Your output must consist solely of the lines from the one containing "Would you mind pointing out the white flower" through the end of the records, reproduced exactly.

## Extracted entries:
#####

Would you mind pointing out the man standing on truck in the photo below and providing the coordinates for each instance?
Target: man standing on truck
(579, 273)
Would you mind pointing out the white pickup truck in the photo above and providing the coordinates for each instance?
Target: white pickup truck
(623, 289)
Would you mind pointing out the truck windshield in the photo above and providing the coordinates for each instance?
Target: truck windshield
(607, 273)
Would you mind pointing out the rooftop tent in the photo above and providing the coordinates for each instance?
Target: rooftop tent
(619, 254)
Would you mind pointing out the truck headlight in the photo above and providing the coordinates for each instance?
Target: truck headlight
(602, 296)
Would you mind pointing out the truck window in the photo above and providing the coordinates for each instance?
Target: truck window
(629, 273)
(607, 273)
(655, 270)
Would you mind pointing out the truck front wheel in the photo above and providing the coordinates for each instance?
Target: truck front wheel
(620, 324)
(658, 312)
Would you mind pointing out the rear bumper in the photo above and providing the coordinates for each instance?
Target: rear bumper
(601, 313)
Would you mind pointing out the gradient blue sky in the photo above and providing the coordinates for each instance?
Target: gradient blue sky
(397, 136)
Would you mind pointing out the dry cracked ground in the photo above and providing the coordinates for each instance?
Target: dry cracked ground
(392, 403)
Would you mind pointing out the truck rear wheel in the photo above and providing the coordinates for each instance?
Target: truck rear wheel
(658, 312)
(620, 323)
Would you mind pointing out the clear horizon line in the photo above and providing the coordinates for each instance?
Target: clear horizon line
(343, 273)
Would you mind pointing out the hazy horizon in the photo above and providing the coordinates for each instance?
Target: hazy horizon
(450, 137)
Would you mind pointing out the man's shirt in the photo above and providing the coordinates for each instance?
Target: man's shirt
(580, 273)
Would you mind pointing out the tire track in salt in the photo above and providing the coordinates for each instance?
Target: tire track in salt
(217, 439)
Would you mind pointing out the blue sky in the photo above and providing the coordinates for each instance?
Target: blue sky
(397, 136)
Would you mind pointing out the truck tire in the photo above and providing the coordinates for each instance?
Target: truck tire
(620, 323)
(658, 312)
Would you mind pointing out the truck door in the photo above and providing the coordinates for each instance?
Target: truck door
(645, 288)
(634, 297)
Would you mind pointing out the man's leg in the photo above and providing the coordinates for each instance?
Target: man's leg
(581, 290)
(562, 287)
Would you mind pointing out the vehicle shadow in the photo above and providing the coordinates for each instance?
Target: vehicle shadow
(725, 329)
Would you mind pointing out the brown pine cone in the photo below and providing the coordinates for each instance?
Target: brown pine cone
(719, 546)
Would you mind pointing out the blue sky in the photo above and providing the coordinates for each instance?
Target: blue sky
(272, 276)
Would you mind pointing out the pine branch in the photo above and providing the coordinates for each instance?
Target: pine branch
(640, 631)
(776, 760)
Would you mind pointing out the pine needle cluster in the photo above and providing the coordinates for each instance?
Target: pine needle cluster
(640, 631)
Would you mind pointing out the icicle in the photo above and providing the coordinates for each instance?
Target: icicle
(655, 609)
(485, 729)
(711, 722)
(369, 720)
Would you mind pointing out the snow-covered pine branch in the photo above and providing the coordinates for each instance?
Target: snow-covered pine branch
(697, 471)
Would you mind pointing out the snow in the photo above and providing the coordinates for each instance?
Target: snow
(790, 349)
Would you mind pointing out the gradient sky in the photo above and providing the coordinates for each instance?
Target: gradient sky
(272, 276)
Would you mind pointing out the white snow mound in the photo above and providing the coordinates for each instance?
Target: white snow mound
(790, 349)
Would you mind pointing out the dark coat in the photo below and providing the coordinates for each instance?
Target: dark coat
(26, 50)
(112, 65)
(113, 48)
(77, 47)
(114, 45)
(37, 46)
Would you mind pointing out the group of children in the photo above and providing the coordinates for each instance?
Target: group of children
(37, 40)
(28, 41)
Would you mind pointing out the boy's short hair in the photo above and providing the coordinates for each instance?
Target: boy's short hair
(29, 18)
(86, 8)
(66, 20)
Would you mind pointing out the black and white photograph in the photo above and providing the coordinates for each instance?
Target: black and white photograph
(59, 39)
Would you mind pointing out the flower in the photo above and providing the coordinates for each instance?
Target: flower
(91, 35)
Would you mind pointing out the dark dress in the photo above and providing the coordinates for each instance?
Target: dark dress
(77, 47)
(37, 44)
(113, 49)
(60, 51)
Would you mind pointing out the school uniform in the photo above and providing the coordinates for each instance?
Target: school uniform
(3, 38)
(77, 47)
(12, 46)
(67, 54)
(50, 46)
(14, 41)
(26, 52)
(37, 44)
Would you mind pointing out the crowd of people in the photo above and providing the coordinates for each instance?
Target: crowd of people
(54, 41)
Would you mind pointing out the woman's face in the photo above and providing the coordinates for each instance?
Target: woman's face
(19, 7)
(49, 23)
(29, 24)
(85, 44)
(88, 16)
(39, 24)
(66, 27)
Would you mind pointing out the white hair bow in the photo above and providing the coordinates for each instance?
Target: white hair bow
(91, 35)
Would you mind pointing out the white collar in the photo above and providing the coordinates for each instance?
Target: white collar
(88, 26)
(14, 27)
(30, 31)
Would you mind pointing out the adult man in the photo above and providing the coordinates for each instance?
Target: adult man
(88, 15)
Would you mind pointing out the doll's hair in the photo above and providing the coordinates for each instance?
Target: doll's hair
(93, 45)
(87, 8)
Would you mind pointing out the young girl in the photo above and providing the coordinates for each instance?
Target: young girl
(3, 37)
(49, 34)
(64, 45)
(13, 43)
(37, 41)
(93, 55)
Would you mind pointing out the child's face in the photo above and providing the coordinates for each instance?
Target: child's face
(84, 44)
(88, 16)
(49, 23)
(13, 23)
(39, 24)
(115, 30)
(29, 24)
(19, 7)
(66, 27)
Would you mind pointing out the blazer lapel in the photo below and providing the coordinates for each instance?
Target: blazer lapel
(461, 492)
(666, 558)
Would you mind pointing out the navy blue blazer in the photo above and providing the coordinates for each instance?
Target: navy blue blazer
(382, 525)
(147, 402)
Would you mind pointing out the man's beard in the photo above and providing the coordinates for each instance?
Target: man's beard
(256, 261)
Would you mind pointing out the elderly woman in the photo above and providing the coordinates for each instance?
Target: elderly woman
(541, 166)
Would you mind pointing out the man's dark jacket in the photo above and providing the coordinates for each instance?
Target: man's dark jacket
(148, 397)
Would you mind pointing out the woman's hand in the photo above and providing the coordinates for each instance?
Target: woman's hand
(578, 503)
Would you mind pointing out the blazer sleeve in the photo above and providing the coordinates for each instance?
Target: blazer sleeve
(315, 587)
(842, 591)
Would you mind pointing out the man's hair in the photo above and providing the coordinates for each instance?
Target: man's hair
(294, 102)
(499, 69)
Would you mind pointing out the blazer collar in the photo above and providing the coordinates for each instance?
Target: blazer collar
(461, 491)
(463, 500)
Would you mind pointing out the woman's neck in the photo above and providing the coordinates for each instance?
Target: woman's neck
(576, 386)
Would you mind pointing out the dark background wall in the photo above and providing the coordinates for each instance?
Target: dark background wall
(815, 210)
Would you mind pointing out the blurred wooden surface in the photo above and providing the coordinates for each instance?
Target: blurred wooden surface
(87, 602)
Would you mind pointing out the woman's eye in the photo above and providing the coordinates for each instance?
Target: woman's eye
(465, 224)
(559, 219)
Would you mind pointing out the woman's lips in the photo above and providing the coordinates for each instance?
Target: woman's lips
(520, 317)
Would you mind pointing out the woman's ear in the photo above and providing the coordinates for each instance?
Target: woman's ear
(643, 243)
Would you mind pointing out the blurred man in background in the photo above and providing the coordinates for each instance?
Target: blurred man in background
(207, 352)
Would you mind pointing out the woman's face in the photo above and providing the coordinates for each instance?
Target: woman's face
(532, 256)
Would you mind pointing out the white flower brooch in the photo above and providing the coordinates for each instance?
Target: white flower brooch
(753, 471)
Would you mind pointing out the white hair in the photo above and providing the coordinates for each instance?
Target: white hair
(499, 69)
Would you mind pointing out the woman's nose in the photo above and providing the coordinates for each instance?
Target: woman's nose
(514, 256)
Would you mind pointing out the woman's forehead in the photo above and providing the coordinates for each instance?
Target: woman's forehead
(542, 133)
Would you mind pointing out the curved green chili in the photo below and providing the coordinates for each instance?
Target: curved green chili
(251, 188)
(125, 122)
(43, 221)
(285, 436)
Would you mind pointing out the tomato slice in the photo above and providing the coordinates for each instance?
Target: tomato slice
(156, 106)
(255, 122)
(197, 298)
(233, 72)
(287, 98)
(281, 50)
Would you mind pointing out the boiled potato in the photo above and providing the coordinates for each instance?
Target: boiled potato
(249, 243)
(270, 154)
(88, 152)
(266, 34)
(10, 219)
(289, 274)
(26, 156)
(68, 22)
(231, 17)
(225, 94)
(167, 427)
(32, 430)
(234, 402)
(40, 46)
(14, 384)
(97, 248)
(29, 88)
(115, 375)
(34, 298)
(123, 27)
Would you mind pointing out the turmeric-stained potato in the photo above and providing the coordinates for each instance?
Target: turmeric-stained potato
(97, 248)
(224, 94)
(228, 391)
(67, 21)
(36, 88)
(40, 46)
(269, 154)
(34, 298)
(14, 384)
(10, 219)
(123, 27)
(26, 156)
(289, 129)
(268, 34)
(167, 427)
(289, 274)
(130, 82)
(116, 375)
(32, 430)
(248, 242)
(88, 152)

#####

## Written reply:
Would you mind pointing out the white flower brooch in the photo above and providing the coordinates for each instance?
Target: white flower brooch
(753, 471)
Would you mind pointing out the white hair in the photo above and providing the coordinates for each instance?
Target: white hair
(499, 69)
Would you mind pointing out the woman's nose in the photo above and providing the coordinates for each instance?
Target: woman's nose
(514, 256)
Would you mind pointing out the woman's forehead in the photo above and providing the coordinates for each instance?
Target: woman's forehead
(542, 133)
Would you mind pointing out the curved green chili in the photo below and providing the coordinates for each instance?
Target: curved green chili
(251, 188)
(125, 122)
(43, 221)
(285, 436)
Would you mind pointing out the tomato slice in the photo above and providing the coordinates for each instance?
Target: tomato slice
(156, 106)
(255, 122)
(197, 298)
(233, 72)
(287, 98)
(281, 50)
Would you mind pointing out the boiled potato in the photo above and providing the coordinates for each instance?
Target: boiled potato
(249, 243)
(270, 154)
(88, 152)
(266, 34)
(10, 219)
(289, 274)
(26, 156)
(68, 22)
(231, 17)
(225, 94)
(167, 427)
(32, 430)
(234, 402)
(40, 46)
(14, 384)
(97, 248)
(29, 88)
(115, 375)
(34, 298)
(123, 27)
Would you mind pointing out the turmeric-stained potato in the photo above and providing the coordinates for each instance?
Target: turmeric-stained potato
(97, 248)
(224, 94)
(228, 391)
(67, 21)
(36, 88)
(40, 46)
(269, 154)
(34, 298)
(14, 384)
(10, 219)
(123, 27)
(26, 156)
(289, 129)
(268, 34)
(167, 427)
(289, 274)
(130, 82)
(116, 375)
(32, 430)
(248, 242)
(88, 152)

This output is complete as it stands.